• [MATERIAL DE TRABAJO]:
#####

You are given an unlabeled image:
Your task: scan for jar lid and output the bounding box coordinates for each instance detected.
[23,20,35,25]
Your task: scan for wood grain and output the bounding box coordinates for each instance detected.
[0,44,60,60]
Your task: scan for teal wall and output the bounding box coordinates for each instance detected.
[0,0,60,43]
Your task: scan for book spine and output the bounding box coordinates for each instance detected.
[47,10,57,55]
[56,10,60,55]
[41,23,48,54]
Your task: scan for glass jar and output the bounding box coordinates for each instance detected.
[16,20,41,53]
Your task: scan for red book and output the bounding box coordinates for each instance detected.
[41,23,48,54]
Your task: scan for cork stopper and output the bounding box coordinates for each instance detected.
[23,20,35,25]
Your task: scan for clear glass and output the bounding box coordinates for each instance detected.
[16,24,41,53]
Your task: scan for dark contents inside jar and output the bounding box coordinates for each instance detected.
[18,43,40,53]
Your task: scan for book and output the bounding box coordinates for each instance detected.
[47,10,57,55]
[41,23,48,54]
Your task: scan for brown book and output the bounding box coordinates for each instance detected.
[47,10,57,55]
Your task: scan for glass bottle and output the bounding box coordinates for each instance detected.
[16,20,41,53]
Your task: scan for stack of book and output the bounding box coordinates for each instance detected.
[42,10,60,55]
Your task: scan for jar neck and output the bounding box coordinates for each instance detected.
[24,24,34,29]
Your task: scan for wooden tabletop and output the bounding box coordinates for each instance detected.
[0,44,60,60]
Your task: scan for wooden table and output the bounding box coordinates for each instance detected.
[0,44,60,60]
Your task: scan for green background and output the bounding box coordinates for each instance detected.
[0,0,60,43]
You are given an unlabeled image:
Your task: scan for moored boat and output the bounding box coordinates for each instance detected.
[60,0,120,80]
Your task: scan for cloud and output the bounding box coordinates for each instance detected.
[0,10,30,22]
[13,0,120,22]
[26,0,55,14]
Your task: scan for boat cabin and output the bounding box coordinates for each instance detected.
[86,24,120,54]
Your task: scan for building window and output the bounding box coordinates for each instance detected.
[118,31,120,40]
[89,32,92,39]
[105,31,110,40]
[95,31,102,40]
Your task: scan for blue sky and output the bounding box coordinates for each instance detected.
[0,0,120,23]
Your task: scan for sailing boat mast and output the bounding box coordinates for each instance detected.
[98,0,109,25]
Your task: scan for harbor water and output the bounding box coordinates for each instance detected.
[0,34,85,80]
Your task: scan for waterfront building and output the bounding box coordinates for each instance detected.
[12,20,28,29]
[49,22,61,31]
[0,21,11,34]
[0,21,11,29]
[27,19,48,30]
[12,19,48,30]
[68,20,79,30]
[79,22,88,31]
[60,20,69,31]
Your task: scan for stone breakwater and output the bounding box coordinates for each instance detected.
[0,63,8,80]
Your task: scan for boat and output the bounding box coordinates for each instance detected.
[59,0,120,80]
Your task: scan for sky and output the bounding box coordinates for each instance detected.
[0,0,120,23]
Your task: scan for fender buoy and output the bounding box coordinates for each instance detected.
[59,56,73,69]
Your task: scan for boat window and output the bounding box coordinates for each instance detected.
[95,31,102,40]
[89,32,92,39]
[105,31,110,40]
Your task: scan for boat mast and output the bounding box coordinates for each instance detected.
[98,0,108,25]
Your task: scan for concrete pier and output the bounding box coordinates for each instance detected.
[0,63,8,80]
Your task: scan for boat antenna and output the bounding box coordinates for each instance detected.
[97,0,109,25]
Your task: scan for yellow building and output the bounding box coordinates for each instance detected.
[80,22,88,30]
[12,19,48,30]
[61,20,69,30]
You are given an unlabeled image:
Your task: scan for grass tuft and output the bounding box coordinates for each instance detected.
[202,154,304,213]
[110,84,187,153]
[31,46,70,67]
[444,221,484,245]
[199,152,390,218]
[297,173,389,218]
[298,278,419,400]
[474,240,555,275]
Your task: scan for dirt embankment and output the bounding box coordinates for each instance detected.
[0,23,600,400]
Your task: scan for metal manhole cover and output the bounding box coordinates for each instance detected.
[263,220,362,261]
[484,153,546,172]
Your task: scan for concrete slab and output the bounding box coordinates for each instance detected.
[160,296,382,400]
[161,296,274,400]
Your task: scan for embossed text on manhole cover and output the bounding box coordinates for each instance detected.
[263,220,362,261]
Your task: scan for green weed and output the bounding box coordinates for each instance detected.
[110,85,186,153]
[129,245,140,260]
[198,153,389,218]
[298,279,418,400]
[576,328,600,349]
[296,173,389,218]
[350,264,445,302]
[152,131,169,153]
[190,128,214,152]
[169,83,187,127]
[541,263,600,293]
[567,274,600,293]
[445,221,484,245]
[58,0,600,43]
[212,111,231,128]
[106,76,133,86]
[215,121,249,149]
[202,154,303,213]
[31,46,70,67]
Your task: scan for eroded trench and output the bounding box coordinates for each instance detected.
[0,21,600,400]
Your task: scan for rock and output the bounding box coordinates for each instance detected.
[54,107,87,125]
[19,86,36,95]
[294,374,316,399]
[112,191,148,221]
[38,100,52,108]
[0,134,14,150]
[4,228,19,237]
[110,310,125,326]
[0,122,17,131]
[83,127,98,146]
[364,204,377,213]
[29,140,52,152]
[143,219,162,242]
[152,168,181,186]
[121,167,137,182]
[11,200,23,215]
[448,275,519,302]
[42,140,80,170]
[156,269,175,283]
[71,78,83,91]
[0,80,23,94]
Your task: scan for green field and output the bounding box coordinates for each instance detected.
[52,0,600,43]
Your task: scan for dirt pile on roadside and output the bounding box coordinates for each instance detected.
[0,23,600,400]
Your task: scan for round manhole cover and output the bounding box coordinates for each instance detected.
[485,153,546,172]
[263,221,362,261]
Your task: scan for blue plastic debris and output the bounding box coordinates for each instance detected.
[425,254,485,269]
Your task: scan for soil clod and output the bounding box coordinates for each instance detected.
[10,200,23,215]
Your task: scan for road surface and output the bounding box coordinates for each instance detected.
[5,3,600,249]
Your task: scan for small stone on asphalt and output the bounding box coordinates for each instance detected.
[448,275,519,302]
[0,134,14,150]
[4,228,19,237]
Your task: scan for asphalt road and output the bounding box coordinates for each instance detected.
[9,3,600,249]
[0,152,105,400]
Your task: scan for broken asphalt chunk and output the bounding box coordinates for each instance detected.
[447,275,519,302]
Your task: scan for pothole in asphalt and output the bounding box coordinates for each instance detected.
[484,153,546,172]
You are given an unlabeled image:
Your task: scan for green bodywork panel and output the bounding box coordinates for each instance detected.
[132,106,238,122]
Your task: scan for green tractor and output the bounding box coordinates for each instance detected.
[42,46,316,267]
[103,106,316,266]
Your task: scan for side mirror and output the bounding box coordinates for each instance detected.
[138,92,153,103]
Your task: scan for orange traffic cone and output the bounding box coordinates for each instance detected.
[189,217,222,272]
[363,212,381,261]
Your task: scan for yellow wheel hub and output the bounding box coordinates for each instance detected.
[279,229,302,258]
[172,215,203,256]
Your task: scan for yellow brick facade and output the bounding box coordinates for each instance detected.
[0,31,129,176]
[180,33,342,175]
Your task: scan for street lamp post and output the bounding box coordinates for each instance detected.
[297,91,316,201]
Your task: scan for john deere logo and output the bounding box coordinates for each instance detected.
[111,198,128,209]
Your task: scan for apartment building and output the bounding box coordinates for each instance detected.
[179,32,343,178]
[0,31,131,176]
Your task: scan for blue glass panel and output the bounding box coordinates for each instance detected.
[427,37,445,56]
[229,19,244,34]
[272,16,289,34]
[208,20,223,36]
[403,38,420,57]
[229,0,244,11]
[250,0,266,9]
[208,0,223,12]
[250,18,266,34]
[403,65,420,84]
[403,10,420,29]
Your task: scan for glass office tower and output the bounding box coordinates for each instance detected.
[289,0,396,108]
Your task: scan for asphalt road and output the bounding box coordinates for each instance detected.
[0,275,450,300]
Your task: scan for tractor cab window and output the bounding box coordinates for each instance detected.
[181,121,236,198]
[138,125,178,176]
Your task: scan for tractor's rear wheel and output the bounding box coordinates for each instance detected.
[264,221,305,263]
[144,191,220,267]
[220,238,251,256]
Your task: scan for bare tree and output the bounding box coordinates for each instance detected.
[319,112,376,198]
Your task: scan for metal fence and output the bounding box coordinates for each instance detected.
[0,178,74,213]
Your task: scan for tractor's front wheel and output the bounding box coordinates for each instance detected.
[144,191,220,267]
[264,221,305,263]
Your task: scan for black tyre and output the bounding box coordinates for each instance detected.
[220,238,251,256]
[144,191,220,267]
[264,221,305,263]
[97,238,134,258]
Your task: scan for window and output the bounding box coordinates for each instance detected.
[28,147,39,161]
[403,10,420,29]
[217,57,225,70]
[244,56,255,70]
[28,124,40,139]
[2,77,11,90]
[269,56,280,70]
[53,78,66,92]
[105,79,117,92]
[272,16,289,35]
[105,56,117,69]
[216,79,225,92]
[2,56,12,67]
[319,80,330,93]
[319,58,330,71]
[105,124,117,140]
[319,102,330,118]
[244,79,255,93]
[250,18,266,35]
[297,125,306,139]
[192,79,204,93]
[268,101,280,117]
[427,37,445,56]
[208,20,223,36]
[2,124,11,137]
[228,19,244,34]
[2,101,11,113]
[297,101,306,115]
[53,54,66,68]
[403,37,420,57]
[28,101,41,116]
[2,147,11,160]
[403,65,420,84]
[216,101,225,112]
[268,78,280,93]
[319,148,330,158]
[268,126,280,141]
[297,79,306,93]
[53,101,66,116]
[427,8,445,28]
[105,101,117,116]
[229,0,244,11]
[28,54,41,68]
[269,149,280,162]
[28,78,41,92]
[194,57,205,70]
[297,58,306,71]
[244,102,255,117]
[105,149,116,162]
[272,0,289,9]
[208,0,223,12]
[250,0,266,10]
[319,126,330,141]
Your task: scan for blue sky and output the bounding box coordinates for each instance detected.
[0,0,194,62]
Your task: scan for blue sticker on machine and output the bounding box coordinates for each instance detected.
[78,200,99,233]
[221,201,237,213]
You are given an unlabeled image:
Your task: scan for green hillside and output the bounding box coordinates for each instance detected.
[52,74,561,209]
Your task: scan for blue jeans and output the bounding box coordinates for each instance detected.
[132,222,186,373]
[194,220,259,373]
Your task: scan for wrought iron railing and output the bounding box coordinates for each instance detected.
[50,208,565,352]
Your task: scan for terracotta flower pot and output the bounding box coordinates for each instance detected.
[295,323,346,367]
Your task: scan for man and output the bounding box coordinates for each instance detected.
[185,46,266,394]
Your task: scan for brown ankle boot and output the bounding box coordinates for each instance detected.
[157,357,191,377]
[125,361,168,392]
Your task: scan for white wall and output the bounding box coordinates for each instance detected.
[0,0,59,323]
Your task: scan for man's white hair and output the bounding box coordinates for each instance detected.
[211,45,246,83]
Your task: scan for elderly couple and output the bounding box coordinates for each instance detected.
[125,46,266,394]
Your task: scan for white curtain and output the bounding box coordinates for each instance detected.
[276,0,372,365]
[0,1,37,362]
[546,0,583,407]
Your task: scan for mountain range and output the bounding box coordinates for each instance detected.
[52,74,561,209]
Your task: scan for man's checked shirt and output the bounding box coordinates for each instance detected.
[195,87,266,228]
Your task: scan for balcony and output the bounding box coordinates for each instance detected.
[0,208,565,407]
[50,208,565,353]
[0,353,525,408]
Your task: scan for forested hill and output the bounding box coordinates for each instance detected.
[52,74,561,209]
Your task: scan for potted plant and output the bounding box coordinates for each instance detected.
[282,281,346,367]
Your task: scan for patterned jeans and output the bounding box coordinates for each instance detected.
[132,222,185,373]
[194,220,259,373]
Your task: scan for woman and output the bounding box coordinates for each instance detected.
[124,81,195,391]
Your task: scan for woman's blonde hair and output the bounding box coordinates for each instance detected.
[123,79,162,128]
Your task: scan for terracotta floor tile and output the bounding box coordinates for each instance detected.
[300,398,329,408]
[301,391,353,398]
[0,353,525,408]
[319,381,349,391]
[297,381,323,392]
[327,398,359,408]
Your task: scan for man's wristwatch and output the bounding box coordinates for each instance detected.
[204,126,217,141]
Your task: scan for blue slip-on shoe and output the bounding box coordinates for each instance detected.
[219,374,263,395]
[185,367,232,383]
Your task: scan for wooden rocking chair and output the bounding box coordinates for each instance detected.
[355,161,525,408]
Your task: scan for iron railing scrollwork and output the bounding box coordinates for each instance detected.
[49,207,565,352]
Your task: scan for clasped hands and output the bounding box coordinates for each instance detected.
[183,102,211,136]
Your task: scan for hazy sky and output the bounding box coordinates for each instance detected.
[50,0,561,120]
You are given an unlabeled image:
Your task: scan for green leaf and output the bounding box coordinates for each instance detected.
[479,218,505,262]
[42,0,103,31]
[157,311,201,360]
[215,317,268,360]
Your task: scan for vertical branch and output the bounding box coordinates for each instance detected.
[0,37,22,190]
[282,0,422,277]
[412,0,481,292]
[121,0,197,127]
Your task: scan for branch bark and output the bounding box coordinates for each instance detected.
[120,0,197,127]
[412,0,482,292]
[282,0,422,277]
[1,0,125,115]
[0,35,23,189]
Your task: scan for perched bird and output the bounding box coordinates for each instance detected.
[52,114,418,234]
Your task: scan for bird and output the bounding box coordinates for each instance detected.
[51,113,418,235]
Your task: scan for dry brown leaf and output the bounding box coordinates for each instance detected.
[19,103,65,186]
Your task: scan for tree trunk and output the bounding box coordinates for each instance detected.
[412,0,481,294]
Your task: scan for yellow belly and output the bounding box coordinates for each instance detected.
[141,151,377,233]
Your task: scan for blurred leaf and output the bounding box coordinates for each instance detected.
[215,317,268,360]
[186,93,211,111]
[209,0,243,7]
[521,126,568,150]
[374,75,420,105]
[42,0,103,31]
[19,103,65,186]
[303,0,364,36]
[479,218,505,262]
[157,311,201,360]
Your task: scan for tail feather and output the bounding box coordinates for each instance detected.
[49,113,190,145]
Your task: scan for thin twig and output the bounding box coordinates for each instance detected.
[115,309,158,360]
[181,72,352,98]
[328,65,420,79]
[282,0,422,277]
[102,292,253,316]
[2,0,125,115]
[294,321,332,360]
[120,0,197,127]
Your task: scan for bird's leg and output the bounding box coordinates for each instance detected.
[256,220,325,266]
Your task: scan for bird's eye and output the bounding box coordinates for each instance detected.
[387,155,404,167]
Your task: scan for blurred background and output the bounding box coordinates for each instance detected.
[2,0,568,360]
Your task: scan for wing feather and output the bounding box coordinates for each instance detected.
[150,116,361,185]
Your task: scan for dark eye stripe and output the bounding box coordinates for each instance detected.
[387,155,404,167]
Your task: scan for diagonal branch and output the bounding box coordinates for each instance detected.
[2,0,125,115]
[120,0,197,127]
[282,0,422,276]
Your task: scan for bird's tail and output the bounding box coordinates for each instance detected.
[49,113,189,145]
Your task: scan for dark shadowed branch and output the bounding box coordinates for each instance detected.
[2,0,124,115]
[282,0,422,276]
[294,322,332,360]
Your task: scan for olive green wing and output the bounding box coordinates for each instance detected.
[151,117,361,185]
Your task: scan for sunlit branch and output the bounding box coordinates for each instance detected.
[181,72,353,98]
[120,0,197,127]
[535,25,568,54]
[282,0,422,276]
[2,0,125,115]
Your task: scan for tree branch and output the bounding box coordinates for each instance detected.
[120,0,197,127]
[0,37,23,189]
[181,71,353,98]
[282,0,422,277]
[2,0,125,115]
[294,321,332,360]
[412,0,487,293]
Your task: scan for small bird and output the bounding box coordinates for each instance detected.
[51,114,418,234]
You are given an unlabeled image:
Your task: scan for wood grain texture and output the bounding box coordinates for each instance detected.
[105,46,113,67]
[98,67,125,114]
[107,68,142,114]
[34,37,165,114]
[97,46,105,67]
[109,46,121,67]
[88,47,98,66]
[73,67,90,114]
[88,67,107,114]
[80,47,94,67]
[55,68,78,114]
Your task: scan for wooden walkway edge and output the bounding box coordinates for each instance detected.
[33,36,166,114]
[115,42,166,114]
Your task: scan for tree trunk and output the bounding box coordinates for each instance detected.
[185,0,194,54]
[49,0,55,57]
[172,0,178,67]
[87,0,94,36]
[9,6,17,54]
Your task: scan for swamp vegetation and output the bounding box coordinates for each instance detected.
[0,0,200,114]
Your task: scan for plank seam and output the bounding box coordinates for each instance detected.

#####

• [QUÉ SE PIDE]:
Presenta como una lista JSON de cadenas, con una cadena por línea y sin las líneas en blanco, las líneas que van desde la que contiene "Your task: scan for forested" hasta la que contiene "[282,281,346,367]", ambas incluidas.

• [SOLUCIÓN ESCRITA]:
[
  "Your task: scan for forested hill and output the bounding box coordinates for each instance detected.",
  "[52,74,561,209]",
  "Your task: scan for potted plant and output the bounding box coordinates for each instance detected.",
  "[282,281,346,367]"
]